# Task brief:
All entries that follow are to be written out verbatim.

Source data:
--------
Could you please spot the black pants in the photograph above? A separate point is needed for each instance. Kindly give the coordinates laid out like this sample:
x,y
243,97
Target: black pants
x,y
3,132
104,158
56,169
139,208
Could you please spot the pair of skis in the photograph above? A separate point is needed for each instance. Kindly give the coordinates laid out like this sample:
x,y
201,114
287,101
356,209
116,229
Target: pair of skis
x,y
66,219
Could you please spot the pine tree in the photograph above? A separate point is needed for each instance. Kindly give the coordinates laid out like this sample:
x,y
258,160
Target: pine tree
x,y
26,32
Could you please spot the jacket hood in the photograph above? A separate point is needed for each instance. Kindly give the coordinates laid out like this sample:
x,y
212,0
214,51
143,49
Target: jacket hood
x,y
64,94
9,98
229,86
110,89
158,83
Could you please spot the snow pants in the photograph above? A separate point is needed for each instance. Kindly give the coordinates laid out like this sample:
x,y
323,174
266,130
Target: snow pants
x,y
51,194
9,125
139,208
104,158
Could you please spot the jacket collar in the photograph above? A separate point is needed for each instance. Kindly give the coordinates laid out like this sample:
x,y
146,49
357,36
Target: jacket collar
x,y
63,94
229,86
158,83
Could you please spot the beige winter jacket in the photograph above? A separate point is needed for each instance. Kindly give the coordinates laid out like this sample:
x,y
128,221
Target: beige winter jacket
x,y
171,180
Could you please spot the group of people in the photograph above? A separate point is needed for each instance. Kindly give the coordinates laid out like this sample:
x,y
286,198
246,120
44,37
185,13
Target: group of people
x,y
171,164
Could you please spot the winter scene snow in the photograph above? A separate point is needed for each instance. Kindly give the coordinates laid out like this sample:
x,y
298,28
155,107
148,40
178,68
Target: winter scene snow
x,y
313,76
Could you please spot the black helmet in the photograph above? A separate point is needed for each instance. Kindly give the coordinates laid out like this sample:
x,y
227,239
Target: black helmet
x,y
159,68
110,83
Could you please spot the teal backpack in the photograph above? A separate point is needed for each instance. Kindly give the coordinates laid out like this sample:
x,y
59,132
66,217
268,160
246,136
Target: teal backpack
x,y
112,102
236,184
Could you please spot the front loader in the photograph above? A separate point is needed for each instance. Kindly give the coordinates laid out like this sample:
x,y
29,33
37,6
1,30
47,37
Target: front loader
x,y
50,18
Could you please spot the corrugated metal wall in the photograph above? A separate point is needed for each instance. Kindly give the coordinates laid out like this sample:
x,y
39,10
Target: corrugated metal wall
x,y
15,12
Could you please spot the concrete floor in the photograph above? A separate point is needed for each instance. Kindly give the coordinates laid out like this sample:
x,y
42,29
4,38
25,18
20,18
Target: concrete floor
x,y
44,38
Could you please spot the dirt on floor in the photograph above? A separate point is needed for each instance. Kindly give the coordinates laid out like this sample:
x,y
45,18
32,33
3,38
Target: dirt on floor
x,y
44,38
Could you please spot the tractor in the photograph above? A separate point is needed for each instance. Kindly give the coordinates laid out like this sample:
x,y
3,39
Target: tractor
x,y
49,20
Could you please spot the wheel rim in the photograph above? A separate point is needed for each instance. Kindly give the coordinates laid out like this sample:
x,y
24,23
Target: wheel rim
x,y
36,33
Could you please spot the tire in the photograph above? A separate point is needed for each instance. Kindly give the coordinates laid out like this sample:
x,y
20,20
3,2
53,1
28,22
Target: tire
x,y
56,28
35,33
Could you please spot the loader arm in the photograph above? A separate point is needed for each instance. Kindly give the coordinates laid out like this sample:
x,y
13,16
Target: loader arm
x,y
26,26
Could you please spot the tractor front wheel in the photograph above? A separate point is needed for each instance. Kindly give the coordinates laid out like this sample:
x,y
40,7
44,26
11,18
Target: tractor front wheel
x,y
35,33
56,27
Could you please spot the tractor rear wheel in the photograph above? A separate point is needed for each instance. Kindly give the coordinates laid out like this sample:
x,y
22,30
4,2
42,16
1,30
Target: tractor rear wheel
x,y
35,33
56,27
--------
# Reply:
Could you please spot the black pants in the photograph above? A separate point is needed for each instance. Kindly give the coordinates laid out like this sample:
x,y
243,97
Target: black pants
x,y
3,132
104,158
56,169
139,208
Could you please spot the pair of skis in the photograph above? A separate point is needed for each instance. Kindly give the coordinates laid out like this sample:
x,y
201,114
287,101
356,209
116,229
Target: pair of skis
x,y
66,219
Could you please spot the pine tree in the photograph above? A separate point is needed for each instance. Kindly give the coordinates laid out like this sample:
x,y
258,160
Target: pine tree
x,y
26,32
Could you please spot the jacket hood in the photograph above? A separate point is needed for each instance. Kindly give the coordinates laid out like this sample:
x,y
212,0
214,51
143,49
Target: jacket hood
x,y
64,94
9,98
229,86
110,89
158,83
Could you please spot the snow pants in the photograph above? A separate point is needed for each instance. Kindly give the coordinates laid out like this sample:
x,y
323,174
266,130
Target: snow pants
x,y
51,194
9,125
139,208
104,158
Could you please spot the jacket collar in the photograph above? A separate point is needed for each instance. Kindly give the coordinates laid out like this sample:
x,y
146,49
357,36
Target: jacket collar
x,y
63,94
229,86
158,83
Could you please spot the beige winter jacket in the photograph above? A separate point is needed for each instance. Kindly give the coordinates laid out like this sample:
x,y
128,221
Target: beige winter jacket
x,y
171,180
Could you please spot the group of people in the photograph above? A separate point is needed for each instance. Kindly give the coordinates laid out like this sample:
x,y
286,198
246,120
44,37
185,13
Target: group of people
x,y
171,164
Could you please spot the winter scene snow in the photograph above? A separate point is needed for each instance. Kindly give the coordinates laid out like this sample:
x,y
298,28
155,107
148,40
178,68
Target: winter scene snow
x,y
313,76
Could you please spot the black helmet in the photograph above? A separate point is needed for each instance. Kindly give the coordinates laid out like this sample:
x,y
227,239
Target: black helmet
x,y
159,68
110,83
Could you please spot the teal backpack in the photograph above? A separate point is needed for each instance. Kindly give the coordinates laid out like this sample:
x,y
59,132
66,217
268,160
246,136
Target: teal backpack
x,y
112,102
236,184
Could you please spot the front loader in the photograph above? A separate point is needed for each instance. Kindly give the coordinates laid out like this sample:
x,y
29,33
37,6
1,30
47,37
Target: front loader
x,y
50,18
Could you please spot the corrugated metal wall in the photograph above? A separate point is needed for each instance. Kindly give the coordinates laid out like this sample:
x,y
39,10
Target: corrugated metal wall
x,y
15,12
Could you please spot the concrete floor in the photograph above? A separate point is needed for each instance. Kindly give the coordinates laid out like this sample:
x,y
42,29
4,38
25,18
20,18
Target: concrete floor
x,y
44,38
Could you please spot the dirt on floor in the photograph above? A separate point is needed for each instance. Kindly give the coordinates laid out like this sample:
x,y
45,18
32,33
3,38
Target: dirt on floor
x,y
44,38
Could you please spot the tractor in the photograph above? A separate point is needed for each instance. Kindly give the coordinates laid out like this sample:
x,y
3,39
Target: tractor
x,y
49,20
Could you please spot the wheel rim in the photograph above? A separate point is needed for each instance. Kindly give the coordinates laid out like this sample:
x,y
24,23
Target: wheel rim
x,y
36,33
Could you please spot the tire in the photograph above? A separate point is needed for each instance. Kindly give the coordinates laid out like this sample:
x,y
20,20
3,2
53,1
28,22
Target: tire
x,y
56,28
35,33
Could you please spot the loader arm in the photograph above? A separate point is needed for each instance. Kindly give the coordinates laid out like this sample:
x,y
13,16
Target: loader arm
x,y
26,26
Could you please spot the tractor front wheel in the photograph above? A separate point is needed for each instance. Kindly give the coordinates laid out like this sample:
x,y
40,7
44,26
11,18
Target: tractor front wheel
x,y
35,33
56,27
Could you please spot the tractor rear wheel in the photograph above? A separate point is needed for each instance. Kindly give the coordinates laid out like this sample:
x,y
22,30
4,2
42,16
1,30
Target: tractor rear wheel
x,y
35,33
56,27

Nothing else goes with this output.